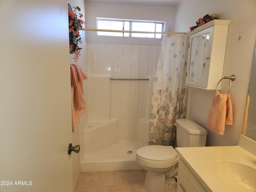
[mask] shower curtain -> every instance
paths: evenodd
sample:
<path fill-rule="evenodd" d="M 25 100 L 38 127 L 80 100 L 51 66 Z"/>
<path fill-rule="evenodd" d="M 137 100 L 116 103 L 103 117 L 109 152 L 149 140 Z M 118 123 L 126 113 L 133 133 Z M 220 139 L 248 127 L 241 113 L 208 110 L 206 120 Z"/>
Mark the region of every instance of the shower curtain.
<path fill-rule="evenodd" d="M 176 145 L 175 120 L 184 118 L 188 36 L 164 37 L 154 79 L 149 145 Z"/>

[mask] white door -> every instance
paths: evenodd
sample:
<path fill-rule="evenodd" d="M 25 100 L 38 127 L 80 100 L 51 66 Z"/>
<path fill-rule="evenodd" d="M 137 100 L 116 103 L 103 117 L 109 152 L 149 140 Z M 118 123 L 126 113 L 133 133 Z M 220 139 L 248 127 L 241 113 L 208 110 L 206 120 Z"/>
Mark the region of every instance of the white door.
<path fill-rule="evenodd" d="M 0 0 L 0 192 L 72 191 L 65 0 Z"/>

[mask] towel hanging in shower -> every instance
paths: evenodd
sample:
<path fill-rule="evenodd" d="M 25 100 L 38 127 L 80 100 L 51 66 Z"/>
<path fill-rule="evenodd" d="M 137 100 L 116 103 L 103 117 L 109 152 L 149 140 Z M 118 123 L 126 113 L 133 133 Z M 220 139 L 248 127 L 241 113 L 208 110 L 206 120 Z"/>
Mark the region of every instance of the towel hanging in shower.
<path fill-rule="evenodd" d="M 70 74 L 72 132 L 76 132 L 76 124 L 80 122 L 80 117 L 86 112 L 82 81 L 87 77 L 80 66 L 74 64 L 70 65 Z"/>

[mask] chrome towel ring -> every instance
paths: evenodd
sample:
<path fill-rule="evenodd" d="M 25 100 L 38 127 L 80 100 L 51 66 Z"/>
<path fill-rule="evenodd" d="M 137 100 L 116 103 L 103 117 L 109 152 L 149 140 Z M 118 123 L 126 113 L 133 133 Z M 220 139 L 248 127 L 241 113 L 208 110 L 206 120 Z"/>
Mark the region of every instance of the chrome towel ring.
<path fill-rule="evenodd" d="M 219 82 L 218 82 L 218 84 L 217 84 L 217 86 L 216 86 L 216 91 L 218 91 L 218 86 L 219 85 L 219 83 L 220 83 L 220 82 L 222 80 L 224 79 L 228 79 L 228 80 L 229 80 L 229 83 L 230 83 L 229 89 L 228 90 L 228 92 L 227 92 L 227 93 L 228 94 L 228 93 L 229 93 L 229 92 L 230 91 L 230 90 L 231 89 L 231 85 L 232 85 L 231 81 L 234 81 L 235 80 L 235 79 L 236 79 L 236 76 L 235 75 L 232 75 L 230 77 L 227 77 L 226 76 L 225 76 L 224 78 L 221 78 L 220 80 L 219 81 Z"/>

...

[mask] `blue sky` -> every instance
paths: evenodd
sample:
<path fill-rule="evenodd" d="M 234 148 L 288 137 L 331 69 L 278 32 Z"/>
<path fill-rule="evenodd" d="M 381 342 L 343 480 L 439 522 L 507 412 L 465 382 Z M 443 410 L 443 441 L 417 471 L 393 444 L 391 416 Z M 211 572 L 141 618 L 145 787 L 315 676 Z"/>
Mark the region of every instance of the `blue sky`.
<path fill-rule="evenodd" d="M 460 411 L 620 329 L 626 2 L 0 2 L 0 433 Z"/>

**Required task:** Format as a JSON list of strings, one string per line, the data starting with the line containing "[mask] shower curtain -> every instance" and going on through the line containing "Mark the region of every instance of the shower"; leave out blank lines.

**Result for this exercise:**
[
  "[mask] shower curtain -> every instance",
  "paths: evenodd",
  "sample:",
  "<path fill-rule=\"evenodd\" d=\"M 25 100 L 38 127 L 80 100 L 51 66 Z\"/>",
  "<path fill-rule=\"evenodd\" d=\"M 137 100 L 116 103 L 103 117 L 109 152 L 149 140 Z M 118 123 L 126 113 L 133 133 Z M 220 139 L 248 127 L 241 113 L 208 110 L 206 120 Z\"/>",
  "Mark the region of every instance of the shower curtain."
]